▶ [BRIEF] Exactly as they stand, give the records below again, with no images.

Top of MATERIAL SHOWN

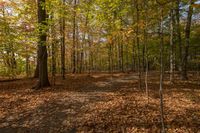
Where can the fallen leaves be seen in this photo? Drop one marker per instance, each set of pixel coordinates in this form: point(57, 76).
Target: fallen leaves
point(95, 104)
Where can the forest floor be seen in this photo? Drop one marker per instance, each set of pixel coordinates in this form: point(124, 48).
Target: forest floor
point(99, 104)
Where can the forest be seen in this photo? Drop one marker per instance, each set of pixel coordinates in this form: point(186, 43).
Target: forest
point(100, 66)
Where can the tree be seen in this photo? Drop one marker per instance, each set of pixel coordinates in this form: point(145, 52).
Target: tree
point(42, 49)
point(187, 40)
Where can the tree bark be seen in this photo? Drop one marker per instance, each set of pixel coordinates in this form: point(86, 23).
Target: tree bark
point(178, 30)
point(172, 45)
point(184, 75)
point(74, 40)
point(62, 31)
point(42, 51)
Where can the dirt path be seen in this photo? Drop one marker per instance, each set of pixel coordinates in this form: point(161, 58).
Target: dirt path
point(96, 104)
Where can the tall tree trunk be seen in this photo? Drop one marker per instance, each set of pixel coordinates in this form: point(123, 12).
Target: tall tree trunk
point(138, 43)
point(62, 30)
point(161, 71)
point(146, 48)
point(187, 40)
point(74, 40)
point(42, 53)
point(178, 30)
point(172, 45)
point(53, 52)
point(36, 73)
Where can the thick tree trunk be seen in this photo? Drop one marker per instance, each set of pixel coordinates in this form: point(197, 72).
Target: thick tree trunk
point(172, 45)
point(62, 31)
point(36, 73)
point(138, 43)
point(161, 72)
point(187, 41)
point(178, 30)
point(74, 40)
point(42, 53)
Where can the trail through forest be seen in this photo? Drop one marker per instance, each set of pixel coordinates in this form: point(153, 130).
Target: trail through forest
point(84, 103)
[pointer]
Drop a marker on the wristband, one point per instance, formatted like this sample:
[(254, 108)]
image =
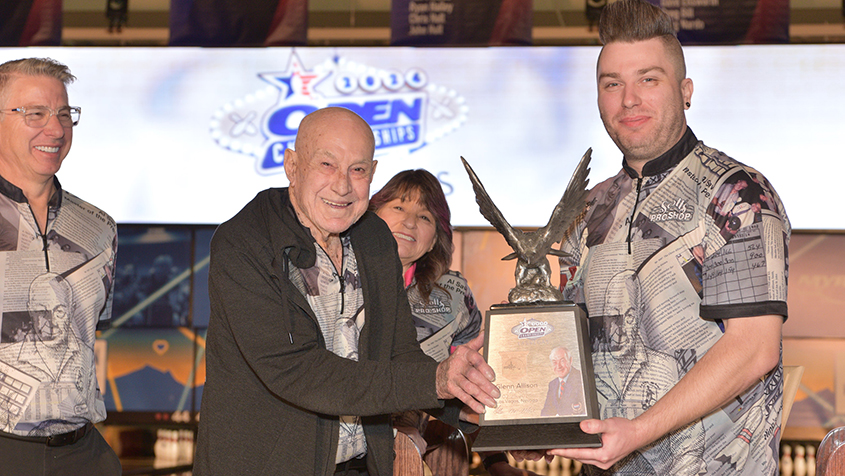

Bottom of MATERIAL SHOWN

▶ [WRITTEN SOLUTION]
Where can the fallen leaves be seen in this photo? Drop one marker per instance, each set of pixel coordinates in this form: point(57, 76).
Target: fallen leaves
point(95, 104)
Where can the forest floor be seen in this photo? Drop one marker per instance, each set of pixel coordinates in this form: point(124, 48).
Target: forest floor
point(99, 104)
Where can the forest be seen in this photo? Drop one marker per instance, each set of pixel coordinates in this form: point(186, 43).
Target: forest
point(100, 66)
Where can the tree be seen in this photo? Drop one marker per instance, each set of pixel coordinates in this form: point(145, 52).
Target: tree
point(42, 49)
point(187, 40)
Where can the tree bark be seen in this photo? Drop one marker per instance, each set of pixel coordinates in this form: point(86, 23).
Target: tree bark
point(178, 30)
point(172, 45)
point(184, 75)
point(74, 40)
point(62, 31)
point(42, 51)
Where can the dirt path be seen in this photo? Drop one marker per instance, each set of pixel coordinates in this form: point(161, 58).
Target: dirt path
point(96, 104)
Where can the tall tree trunk be seen in this photo? Drop one marker per instance, each set of pixel coordinates in this form: point(123, 12).
Target: tall tree trunk
point(138, 43)
point(62, 30)
point(161, 71)
point(146, 48)
point(187, 40)
point(74, 40)
point(42, 53)
point(178, 30)
point(172, 45)
point(53, 52)
point(36, 73)
Where can the thick tree trunk be seen in this photo? Drop one marker per instance, each set of pixel coordinates in this form: point(197, 72).
Target: thick tree trunk
point(172, 45)
point(62, 31)
point(36, 73)
point(138, 43)
point(161, 72)
point(187, 41)
point(178, 30)
point(74, 40)
point(42, 53)
Where can the trail through forest be seen in this photo? Drop one marker per instance, each set of pixel coordinates in this form: point(153, 130).
Target: trail through forest
point(84, 103)
[pointer]
Drop a marker on the wristband, one point per instance, formatted like this sample:
[(254, 108)]
image =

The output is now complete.